◆ Aim of the exercise
From the entries provided below, copy each line that contains the word "bird".

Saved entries
• • •

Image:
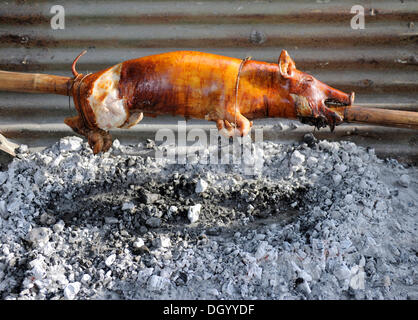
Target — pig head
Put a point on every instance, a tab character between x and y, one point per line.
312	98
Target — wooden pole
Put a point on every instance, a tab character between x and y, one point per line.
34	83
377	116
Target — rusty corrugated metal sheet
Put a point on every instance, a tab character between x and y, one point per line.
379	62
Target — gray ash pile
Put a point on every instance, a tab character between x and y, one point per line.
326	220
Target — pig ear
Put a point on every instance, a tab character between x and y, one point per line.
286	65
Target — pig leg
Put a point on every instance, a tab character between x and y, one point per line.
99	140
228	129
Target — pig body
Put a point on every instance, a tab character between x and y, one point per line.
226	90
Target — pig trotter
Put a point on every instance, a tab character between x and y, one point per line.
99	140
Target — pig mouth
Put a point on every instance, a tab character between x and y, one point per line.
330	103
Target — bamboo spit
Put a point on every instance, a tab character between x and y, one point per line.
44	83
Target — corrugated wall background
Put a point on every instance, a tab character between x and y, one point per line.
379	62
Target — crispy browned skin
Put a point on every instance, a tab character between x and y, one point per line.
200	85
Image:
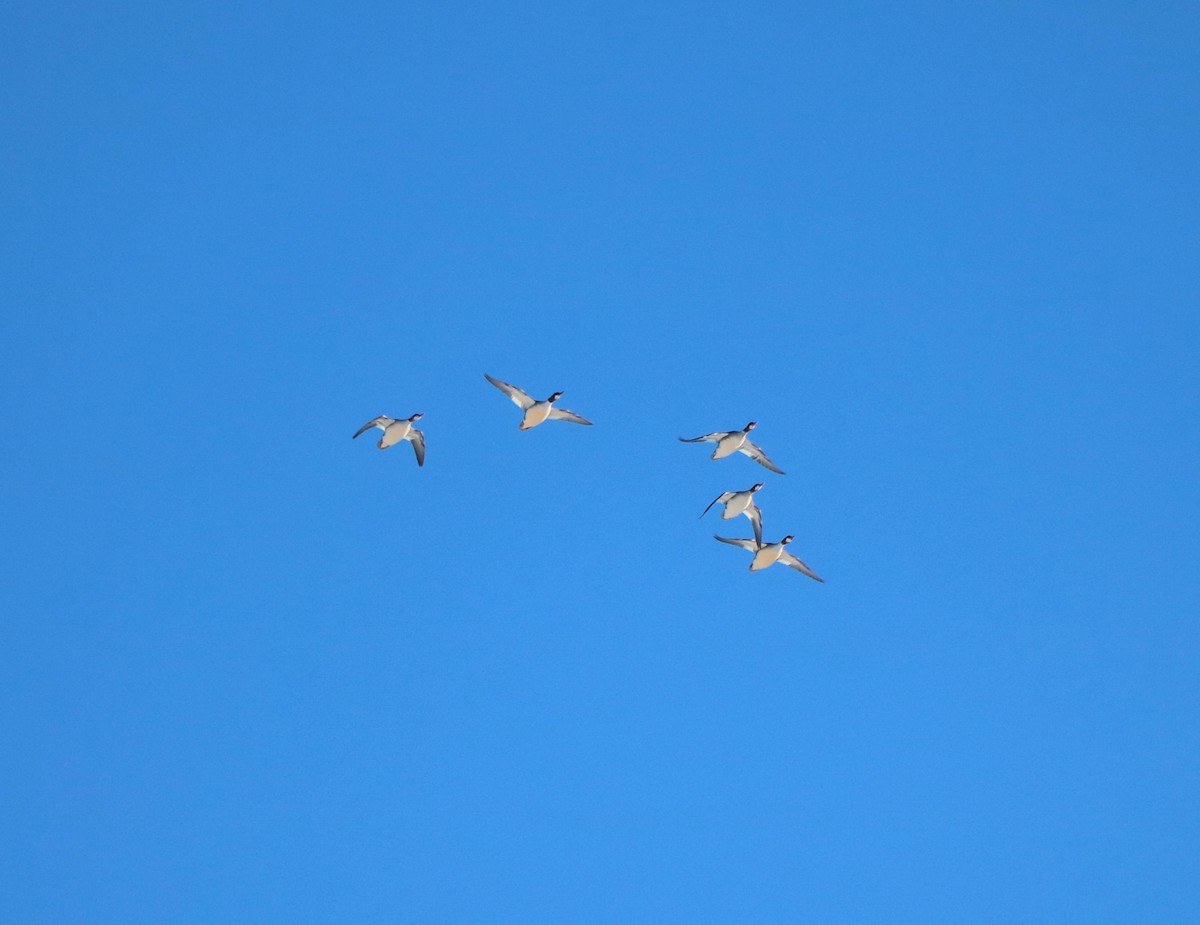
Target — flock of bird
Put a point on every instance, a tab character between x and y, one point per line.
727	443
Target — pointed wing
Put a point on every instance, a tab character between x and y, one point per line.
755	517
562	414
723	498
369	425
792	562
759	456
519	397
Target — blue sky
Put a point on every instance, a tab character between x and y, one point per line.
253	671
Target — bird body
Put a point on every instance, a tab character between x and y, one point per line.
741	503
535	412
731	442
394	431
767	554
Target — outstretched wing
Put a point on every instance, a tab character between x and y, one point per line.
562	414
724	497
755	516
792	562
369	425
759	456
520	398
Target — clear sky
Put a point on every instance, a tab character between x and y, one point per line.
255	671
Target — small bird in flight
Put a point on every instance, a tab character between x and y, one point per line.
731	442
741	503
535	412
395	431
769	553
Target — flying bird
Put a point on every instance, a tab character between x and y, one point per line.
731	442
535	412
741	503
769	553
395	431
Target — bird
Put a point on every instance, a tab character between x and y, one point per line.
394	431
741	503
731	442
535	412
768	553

• • •

◆ Solved problem
Target — flock of bird
Target — bird body
Target — small bird in flight
Target — flying bird
Target — bird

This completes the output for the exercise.